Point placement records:
◆ ◆ ◆ ◆

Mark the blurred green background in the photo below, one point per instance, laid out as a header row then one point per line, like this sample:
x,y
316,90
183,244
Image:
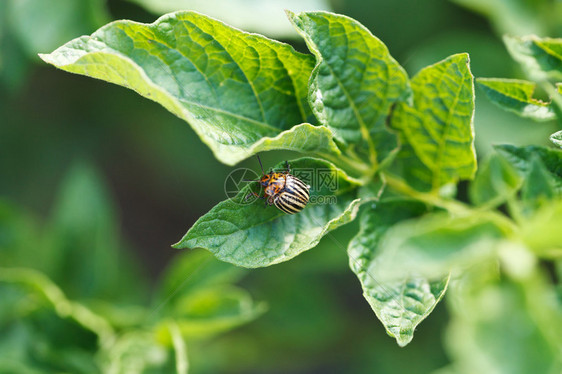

◆ ◆ ◆ ◆

Write out the records above word for word, but leave out the pictures.

- **The solution**:
Mark the blurred green background in the photo below, one point per instance, laid out as a header row then one point per line, like this sample:
x,y
316,90
183,244
Image:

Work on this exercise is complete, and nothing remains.